| DOCUMENT PASSAGE |
##############################

Geography
- Location: Cork, County Cork, Ireland
- Coordinates: 51°54′13″N 8°28′27″W﻿ / ﻿51.9036°N 8.4742°W

Organisation
- Type: Specialist

Services
- Speciality: Foundling Hospital

History
- Founded: 1747
- Closed: 1855

= Foundling Hospital, Cork =

The Foundling Hospital (Ospidéal Foundling) was a hospital in Leitrim Street, Cork, Ireland.

==History==
Following a 1735 Act of the Irish Parliament which provided for hospitals being funded by a local tax on coal and culm, (a type of coal known as Anthracite), weigh-house fines, carriage car licenses and penalties on drivers of same, it was decided to establish a foundling hospital in Leitrim Street. The properties constructed, at a site now occupied by the Lady's Well or Murphy's Brewery, were based around a small quadrangle with a chapel, school-rooms, boys dormitories, girls dormitories, and staff apartments. The hospital opened in 1747.

##############################

| INFORMATION GIVEN |
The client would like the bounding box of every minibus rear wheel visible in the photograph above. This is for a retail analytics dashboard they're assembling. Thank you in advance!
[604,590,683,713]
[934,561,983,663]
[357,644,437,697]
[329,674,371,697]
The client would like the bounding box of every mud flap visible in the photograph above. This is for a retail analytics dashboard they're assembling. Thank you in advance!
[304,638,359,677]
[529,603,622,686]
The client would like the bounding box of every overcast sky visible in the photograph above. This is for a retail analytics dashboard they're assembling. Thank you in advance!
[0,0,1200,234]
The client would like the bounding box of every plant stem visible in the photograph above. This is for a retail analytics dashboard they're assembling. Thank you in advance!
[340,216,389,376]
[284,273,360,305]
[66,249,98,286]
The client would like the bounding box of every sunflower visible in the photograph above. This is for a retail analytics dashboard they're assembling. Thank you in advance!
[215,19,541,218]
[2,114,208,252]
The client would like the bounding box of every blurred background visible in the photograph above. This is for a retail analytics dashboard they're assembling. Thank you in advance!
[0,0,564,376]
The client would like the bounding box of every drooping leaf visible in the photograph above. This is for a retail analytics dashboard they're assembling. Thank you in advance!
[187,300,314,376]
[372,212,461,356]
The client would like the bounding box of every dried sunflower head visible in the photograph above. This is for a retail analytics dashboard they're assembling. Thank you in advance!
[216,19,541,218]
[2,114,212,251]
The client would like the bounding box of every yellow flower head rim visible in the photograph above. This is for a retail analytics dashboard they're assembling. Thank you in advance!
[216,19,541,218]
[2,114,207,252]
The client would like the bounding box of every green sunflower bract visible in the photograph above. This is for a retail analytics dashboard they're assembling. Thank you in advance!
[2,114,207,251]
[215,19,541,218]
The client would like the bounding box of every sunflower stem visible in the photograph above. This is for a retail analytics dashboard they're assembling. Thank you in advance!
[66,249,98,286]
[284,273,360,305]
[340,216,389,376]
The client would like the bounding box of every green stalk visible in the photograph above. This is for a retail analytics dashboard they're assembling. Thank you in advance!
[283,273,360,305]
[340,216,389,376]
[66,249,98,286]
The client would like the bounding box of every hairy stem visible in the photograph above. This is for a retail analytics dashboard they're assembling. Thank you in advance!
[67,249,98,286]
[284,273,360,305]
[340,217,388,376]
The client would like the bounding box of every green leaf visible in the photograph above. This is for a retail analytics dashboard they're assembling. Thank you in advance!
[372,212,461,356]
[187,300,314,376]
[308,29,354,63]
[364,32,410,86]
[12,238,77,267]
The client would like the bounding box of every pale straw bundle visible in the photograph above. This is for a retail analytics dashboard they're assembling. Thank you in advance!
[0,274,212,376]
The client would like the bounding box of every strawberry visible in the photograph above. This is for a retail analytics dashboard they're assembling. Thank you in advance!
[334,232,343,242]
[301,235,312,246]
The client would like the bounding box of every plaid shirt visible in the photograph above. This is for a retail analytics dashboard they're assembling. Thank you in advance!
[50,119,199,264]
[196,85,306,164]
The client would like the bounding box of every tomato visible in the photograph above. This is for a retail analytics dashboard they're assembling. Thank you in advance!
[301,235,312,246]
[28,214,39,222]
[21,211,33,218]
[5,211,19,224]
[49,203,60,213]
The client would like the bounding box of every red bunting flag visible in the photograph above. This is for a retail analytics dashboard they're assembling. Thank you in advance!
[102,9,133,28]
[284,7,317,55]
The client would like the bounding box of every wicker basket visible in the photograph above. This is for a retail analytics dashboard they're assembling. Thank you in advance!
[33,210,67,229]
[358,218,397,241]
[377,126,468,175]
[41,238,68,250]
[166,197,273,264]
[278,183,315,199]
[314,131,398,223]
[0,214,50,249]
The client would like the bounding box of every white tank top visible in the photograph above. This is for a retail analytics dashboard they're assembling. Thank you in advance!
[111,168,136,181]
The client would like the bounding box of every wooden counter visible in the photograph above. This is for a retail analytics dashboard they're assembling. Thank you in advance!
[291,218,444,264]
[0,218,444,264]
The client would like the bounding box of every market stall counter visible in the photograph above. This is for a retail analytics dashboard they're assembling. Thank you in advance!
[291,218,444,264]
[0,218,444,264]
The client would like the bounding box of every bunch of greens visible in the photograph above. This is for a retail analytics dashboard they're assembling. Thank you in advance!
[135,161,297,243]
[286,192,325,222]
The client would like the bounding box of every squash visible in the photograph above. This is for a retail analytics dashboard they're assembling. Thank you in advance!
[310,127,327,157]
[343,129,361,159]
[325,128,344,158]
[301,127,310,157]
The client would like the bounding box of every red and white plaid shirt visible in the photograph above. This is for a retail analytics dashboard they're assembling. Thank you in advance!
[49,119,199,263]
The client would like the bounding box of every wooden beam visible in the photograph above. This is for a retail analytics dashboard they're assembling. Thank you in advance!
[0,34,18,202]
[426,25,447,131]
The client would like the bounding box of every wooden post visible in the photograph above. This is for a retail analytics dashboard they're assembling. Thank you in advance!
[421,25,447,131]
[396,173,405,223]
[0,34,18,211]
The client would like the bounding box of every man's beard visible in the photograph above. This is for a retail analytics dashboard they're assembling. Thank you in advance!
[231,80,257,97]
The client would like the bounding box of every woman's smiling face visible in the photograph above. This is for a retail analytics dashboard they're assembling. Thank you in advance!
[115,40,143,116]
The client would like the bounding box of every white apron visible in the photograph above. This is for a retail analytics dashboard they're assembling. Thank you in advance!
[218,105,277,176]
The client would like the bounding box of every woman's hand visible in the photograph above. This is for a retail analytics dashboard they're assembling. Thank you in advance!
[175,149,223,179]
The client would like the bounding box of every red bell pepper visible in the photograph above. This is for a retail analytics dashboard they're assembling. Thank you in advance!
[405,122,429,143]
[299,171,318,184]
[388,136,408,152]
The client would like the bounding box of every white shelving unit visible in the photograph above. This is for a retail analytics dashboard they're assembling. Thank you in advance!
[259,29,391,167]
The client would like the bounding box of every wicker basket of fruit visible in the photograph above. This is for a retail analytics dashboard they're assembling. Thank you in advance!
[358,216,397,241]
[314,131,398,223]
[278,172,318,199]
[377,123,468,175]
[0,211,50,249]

##############################

| WHAT TO WORK ON |
1) Extract the stretch from "Organisation" through "Street, Cork, Ireland." from the text on the Foundling Hospital in Cork, copying it word for word.
2) In one to three sentences, explain what led to the decision to establish a foundling hospital in Leitrim Street, according to the text on the Foundling Hospital in Cork.

| EXERCISE RESULTS |
1)
Organisation
- Type: Specialist

Services
- Speciality: Foundling Hospital

History
- Founded: 1747
- Closed: 1855

= Foundling Hospital, Cork =

The Foundling Hospital (Ospidéal Foundling) was a hospital in Leitrim Street, Cork, Ireland.

2) The decision followed a 1735 Act of the Irish Parliament that provided for hospitals to be funded by a local tax on coal and culm. The funding also came from weigh-house fines, carriage car licenses, and penalties on drivers of those carriages.